*** Exercise materials

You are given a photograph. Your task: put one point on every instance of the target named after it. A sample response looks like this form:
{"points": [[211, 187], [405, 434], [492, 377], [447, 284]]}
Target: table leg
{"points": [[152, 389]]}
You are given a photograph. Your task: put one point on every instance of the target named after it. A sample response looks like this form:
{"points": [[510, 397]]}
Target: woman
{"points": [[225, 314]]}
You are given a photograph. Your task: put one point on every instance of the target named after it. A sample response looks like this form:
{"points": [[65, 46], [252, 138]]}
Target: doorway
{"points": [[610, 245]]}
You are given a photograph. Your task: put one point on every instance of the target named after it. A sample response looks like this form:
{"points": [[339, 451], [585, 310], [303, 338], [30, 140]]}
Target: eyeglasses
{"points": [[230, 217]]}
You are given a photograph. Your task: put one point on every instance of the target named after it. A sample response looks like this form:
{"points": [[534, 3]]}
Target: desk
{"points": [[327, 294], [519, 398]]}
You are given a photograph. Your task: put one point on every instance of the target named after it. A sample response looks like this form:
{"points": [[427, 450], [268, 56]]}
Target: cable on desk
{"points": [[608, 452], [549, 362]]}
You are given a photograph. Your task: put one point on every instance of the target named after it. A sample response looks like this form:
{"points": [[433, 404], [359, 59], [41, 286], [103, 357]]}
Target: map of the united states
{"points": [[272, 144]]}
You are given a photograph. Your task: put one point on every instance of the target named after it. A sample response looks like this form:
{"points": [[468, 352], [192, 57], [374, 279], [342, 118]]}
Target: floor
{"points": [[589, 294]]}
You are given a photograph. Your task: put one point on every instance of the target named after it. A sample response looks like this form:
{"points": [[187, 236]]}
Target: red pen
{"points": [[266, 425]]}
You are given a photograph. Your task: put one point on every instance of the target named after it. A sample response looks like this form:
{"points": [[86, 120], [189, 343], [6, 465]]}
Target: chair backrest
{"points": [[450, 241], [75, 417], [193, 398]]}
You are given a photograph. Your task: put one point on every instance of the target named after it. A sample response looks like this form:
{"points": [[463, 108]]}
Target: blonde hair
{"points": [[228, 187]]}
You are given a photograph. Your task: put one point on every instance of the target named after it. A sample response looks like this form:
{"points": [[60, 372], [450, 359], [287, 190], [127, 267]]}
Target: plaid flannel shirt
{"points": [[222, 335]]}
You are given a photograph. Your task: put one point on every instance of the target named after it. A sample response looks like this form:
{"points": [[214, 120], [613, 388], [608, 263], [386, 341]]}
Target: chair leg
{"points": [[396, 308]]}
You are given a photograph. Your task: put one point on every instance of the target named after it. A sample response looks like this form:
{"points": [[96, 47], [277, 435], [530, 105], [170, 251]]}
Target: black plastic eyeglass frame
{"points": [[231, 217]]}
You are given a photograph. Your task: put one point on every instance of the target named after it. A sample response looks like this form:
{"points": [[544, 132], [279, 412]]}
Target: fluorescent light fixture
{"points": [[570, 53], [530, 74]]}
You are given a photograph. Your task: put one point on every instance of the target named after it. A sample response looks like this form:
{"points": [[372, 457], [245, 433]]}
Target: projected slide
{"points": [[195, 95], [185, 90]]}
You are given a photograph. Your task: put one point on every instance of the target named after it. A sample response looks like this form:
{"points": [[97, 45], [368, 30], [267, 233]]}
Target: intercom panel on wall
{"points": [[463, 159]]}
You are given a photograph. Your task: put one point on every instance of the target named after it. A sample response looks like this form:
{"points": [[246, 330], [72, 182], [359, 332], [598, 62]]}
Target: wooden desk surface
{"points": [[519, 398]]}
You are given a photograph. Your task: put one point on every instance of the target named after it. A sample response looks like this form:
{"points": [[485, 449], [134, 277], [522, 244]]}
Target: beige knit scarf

******

Task: Output the records verbatim, from the first line to the last.

Result of the exercise:
You are given a photograph. Your task: put one point on every instance of the target named after it. A sample response looks like this form:
{"points": [[211, 187], [405, 434], [492, 377], [447, 284]]}
Target: table leg
{"points": [[152, 389]]}
You are given a photograph. Your task: put one point on every instance of the target named after it. A sample response looks like this form:
{"points": [[510, 397]]}
Target: woman
{"points": [[225, 314]]}
You are given a photograph. Your task: put one point on every instance of the target named after it. A sample response looks like this form:
{"points": [[65, 46], [252, 138]]}
Target: doorway
{"points": [[610, 245]]}
You are given a photograph. Your task: put one point on every instance of the target named after it. A sample response looks like this form:
{"points": [[339, 451], [585, 310], [303, 338], [30, 140]]}
Target: eyeglasses
{"points": [[230, 217]]}
You are given a photograph. Your task: put one point on every instance of the target named after it. A sample response looks like this form:
{"points": [[534, 3]]}
Target: desk
{"points": [[327, 294], [519, 398]]}
You are given a photograph. Your task: put one point on every instance of the target named after it. A sample response looks like this form:
{"points": [[427, 450], [268, 56]]}
Target: cable on desk
{"points": [[608, 452], [549, 362]]}
You are given a photograph. Your task: put one point on every instance of the target named after it. A sample response looks like this form:
{"points": [[433, 404], [359, 59], [41, 286], [103, 357]]}
Target: map of the united states
{"points": [[272, 144]]}
You are given a photograph. Your task: put one point on every instance of the target named after it. A sample response looks like this form:
{"points": [[468, 352], [192, 57], [374, 279], [342, 118]]}
Target: floor
{"points": [[589, 294]]}
You are given a photograph. Your task: put one point on every instance of the target named after it. A sample response looks like this form:
{"points": [[187, 236]]}
Target: red pen
{"points": [[266, 425]]}
You are given a photograph. Your task: put one point on every instance of the target named after it. A sample response looks like this form:
{"points": [[86, 120], [189, 343], [6, 465]]}
Target: chair backrest
{"points": [[450, 241], [75, 417], [193, 398]]}
You are given a photograph. Your task: put one point on every instance of the target named after it. A sample response looks like this form:
{"points": [[463, 108]]}
Target: blonde hair
{"points": [[228, 187]]}
You are given a photograph. Your task: put one point on every instance of the target named after it. A sample response looks like this form:
{"points": [[60, 372], [450, 359], [287, 190], [127, 267]]}
Target: plaid flannel shirt
{"points": [[222, 335]]}
You are given a photograph. Your task: put one point on every instance of the target named after it. A sample response looks like this form:
{"points": [[214, 120], [613, 388], [608, 263], [386, 341]]}
Target: chair leg
{"points": [[396, 308]]}
You are given a photograph. Your task: put one point on every instance of the target named after it. A sample response looks like this form:
{"points": [[96, 47], [277, 435], [530, 105], [170, 251]]}
Target: black plastic eyeglass frame
{"points": [[231, 217]]}
You are given a photograph. Your task: put one point on every instance of the target named after it. A sample response looks like this form:
{"points": [[544, 132], [279, 412]]}
Target: fluorescent light fixture
{"points": [[570, 53], [530, 74]]}
You are given a photograph. Your task: put one point on every instance of the target named after it. A sample response looks like this form:
{"points": [[372, 457], [245, 433]]}
Target: projected slide
{"points": [[195, 95], [185, 90]]}
You are given a photograph. Your task: put one point on every instance of the target named after it. A sample response looks like this form:
{"points": [[97, 45], [368, 30], [267, 233]]}
Target: intercom panel on wall
{"points": [[463, 159]]}
You are given a photograph. Your task: put one point on every instance of the target named after it. A sample response looks like this form:
{"points": [[246, 330], [72, 182], [359, 332], [598, 62]]}
Target: wooden desk surface
{"points": [[519, 398]]}
You are given a photograph. Your task: put one point on every instance of the target named after it. A sample response looks like this form:
{"points": [[485, 449], [134, 277], [522, 244]]}
Target: beige knit scarf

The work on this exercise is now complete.